SOBRE LA TAREA:
Extrae el texto sobre el teatro mortal completo y sin ningún cambio.

FRAGMENTO PARA LEER:
Arte y técnica escénica
EL TEATRO MORTAL (8)
Durante una charla ante
un grupo universitario intenté ilustrar cómo un público influye sobre los
actores por la calidad de su atención. Pedí un voluntario. Al joven que salió
le di una hoja en la cual estaba mecanografiado un fragmento de La investigación, obra de Peter Weiss
sobre Auschwitz. El párrafo describía el conjunto de cadáveres en el interior
de una cámara de gas. Cuando el voluntario comenzó a leer el fragmento para sí,
del público surgió esa risita burlona que todos los públicos dedican a uno de
los suyos cuando creen que está a punto de hacer el ridículo. Pero el
voluntario estaba demasiado impresionado y aterrado por lo que leía para
reaccionar con las acostumbradas muecas de timidez. Algo de su seriedad y concentración
llegó hasta el público y se hizo un silencio. A solicitud mía comenzó a leer en
voz alta. Las primeras palabras estaban cargadas con su propio y horrible
significado, así como con la respuesta del lector ante ellas. El público
comprendió inmediatamente. Se hizo uno con el lector, con el párrafo; la sala
de conferencias y el voluntario que había subido a una plataforma se
desvanecieron, y la desnuda evidencia de Auschwitz era tan intensa que se
apoderó de todo. No sólo el lector continuó hablando en medio del más atento
silencio, sino que técnicamente su forma de leer era perfecta; ni tenía ni le
faltaba gracia, ni era hábil ni le faltaba habilidad, su perfección se debía a
que el lector no tenía que concentrarse para tomar conciencia de sí mismo, para
preguntarse si empleaba la entonación adecuada. Sabía que el público deseaba
escuchar y quería dejarle escuchar: las imágenes encontraron su propio nivel y
guiaron su voz inconscientemente hacia el apropiado volumen y tono.

DATOS DEL EJERCICIO:

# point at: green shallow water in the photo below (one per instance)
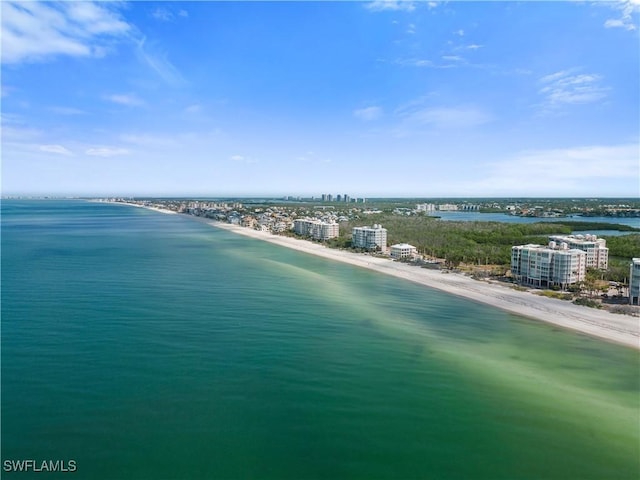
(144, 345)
...
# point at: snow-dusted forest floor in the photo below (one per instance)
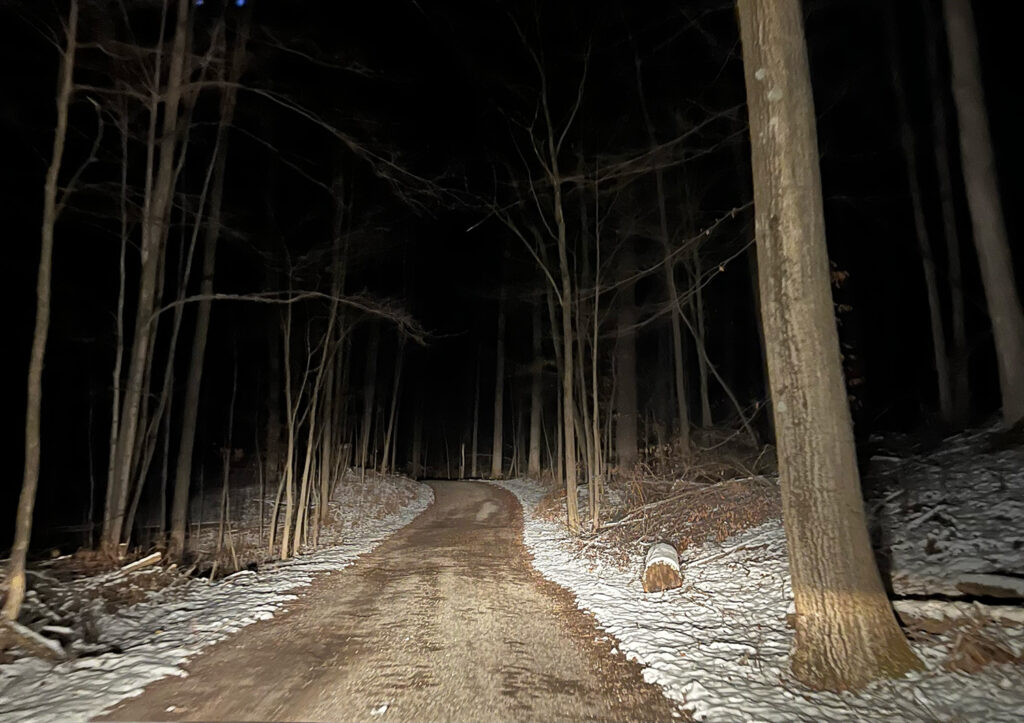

RESPUESTA:
Arte y técnica escénica
EL TEATRO MORTAL (8)
Durante una charla ante
un grupo universitario intenté ilustrar cómo un público influye sobre los
actores por la calidad de su atención. Pedí un voluntario. Al joven que salió
le di una hoja en la cual estaba mecanografiado un fragmento de La investigación, obra de Peter Weiss
sobre Auschwitz. El párrafo describía el conjunto de cadáveres en el interior
de una cámara de gas. Cuando el voluntario comenzó a leer el fragmento para sí,
del público surgió esa risita burlona que todos los públicos dedican a uno de
los suyos cuando creen que está a punto de hacer el ridículo. Pero el
voluntario estaba demasiado impresionado y aterrado por lo que leía para
reaccionar con las acostumbradas muecas de timidez. Algo de su seriedad y concentración
llegó hasta el público y se hizo un silencio. A solicitud mía comenzó a leer en
voz alta. Las primeras palabras estaban cargadas con su propio y horrible
significado, así como con la respuesta del lector ante ellas. El público
comprendió inmediatamente. Se hizo uno con el lector, con el párrafo; la sala
de conferencias y el voluntario que había subido a una plataforma se
desvanecieron, y la desnuda evidencia de Auschwitz era tan intensa que se
apoderó de todo. No sólo el lector continuó hablando en medio del más atento
silencio, sino que técnicamente su forma de leer era perfecta; ni tenía ni le
faltaba gracia, ni era hábil ni le faltaba habilidad, su perfección se debía a
que el lector no tenía que concentrarse para tomar conciencia de sí mismo, para
preguntarse si empleaba la entonación adecuada. Sabía que el público deseaba
escuchar y quería dejarle escuchar: las imágenes encontraron su propio nivel y
guiaron su voz inconscientemente hacia el apropiado volumen y tono.